TEXT PROVIDED
* * * * * * *

    2. For those who want to “liquidate” a bank and sell off the portfolio in pieces to “responsible banks”…. you again are implicitly asking third parties to value and price the assets….from pristine (par value)……to risky (discounted)…….to unsaleable. One could argue that process has the positive attribute of a market test, but the analytics are not proprietary. The valuation issue still pertains, and can be performed.

    3. And clearly (to me, anyway) just liquidating banks and letting “new” banks fill the void is the neanderthal approach. Fiduciarily unsound, for the priors, and the new banks will become operative in about 2012…. A fools errand.

    So. How have we avoided the valuation issue – and therefore the “how much new equity” issue – in alternative approaches to what I advocate? Further, my proposed solution avoids some very relevant and difficult operational issues.

    Now, my personal biases, based upon the banking and PE history that is the last 18 years of my career. Do people not know that financial portfolios are valued all the time? Financial portfolios are sold all the time. Its not rocket science. It can be judgemental. It takes experience. It can be contentious. But it is done in the normal course of commerce. All the time.
* * * * * * *
Stored items from a collection
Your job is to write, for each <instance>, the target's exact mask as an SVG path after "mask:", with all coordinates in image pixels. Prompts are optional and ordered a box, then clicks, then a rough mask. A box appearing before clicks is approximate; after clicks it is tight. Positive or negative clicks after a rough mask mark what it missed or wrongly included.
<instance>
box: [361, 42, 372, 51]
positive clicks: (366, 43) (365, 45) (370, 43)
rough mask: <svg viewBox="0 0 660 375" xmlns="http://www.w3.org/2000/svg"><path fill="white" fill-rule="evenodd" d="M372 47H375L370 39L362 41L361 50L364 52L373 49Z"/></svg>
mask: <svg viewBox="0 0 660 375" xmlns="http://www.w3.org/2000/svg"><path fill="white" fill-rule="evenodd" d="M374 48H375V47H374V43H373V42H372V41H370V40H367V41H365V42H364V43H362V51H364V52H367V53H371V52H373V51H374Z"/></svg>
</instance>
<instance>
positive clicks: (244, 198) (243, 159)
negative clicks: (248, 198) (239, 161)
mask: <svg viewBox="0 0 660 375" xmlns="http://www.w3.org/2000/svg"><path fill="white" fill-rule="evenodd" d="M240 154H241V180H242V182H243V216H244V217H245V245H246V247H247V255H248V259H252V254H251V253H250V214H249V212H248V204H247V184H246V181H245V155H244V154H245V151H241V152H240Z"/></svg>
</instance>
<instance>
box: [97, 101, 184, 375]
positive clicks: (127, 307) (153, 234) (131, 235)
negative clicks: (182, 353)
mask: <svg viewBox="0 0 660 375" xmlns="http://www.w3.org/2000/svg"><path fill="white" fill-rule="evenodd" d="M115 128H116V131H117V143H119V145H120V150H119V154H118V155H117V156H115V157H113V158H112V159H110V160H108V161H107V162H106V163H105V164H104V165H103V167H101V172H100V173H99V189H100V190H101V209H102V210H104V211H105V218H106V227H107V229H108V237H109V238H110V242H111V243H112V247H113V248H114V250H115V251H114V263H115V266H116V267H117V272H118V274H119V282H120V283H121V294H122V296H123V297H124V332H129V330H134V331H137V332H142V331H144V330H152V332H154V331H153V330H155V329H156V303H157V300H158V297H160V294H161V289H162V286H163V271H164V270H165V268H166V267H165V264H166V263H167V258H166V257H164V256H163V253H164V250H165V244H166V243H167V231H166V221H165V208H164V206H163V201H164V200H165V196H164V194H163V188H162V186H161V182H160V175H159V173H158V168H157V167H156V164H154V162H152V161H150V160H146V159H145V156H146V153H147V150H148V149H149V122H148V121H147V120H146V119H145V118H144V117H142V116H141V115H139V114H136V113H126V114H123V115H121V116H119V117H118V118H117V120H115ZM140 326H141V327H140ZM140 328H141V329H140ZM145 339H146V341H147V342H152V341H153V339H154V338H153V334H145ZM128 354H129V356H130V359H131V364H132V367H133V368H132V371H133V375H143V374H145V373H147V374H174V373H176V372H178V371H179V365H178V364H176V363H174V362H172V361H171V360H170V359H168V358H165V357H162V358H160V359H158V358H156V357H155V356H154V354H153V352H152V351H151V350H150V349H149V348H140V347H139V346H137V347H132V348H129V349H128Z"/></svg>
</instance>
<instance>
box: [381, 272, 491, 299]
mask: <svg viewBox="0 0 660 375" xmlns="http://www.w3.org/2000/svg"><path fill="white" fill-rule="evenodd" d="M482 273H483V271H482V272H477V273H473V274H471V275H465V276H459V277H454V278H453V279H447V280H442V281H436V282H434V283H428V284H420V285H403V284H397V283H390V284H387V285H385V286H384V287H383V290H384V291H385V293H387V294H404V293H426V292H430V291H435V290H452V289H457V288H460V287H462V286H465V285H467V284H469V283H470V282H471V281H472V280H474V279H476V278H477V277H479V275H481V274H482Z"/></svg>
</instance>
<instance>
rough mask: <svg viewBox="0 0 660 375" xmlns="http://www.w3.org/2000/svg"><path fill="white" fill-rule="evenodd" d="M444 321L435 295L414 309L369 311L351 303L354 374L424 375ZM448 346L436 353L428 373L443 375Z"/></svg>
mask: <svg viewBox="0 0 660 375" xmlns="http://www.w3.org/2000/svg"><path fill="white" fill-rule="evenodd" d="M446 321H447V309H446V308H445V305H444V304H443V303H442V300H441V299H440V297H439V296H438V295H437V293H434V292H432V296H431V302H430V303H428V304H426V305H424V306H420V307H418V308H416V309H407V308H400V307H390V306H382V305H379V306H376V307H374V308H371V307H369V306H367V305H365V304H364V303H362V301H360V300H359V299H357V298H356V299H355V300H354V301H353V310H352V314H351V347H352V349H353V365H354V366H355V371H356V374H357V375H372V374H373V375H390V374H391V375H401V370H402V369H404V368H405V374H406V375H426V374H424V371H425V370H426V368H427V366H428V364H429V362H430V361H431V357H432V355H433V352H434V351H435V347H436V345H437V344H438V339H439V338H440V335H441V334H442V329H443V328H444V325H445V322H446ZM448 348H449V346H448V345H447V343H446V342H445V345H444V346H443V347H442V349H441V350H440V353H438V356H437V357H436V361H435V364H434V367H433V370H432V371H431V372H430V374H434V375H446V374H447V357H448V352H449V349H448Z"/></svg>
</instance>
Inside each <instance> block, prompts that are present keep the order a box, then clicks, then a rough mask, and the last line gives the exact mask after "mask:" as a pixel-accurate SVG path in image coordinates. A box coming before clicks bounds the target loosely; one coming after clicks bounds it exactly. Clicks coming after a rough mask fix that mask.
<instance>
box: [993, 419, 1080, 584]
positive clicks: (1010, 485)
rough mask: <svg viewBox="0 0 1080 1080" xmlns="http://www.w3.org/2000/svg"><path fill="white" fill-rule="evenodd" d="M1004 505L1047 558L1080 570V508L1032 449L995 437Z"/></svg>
* * * * * * *
TASK DIRECTIONS
From the commentary on valuing bank portfolios, write out the part from "Now, my personal" to "commerce. All the time.", substituting "brain surgery" for "rocket science".

RESPONSE AREA
Now, my personal biases, based upon the banking and PE history that is the last 18 years of my career. Do people not know that financial portfolios are valued all the time? Financial portfolios are sold all the time. Its not brain surgery. It can be judgemental. It takes experience. It can be contentious. But it is done in the normal course of commerce. All the time.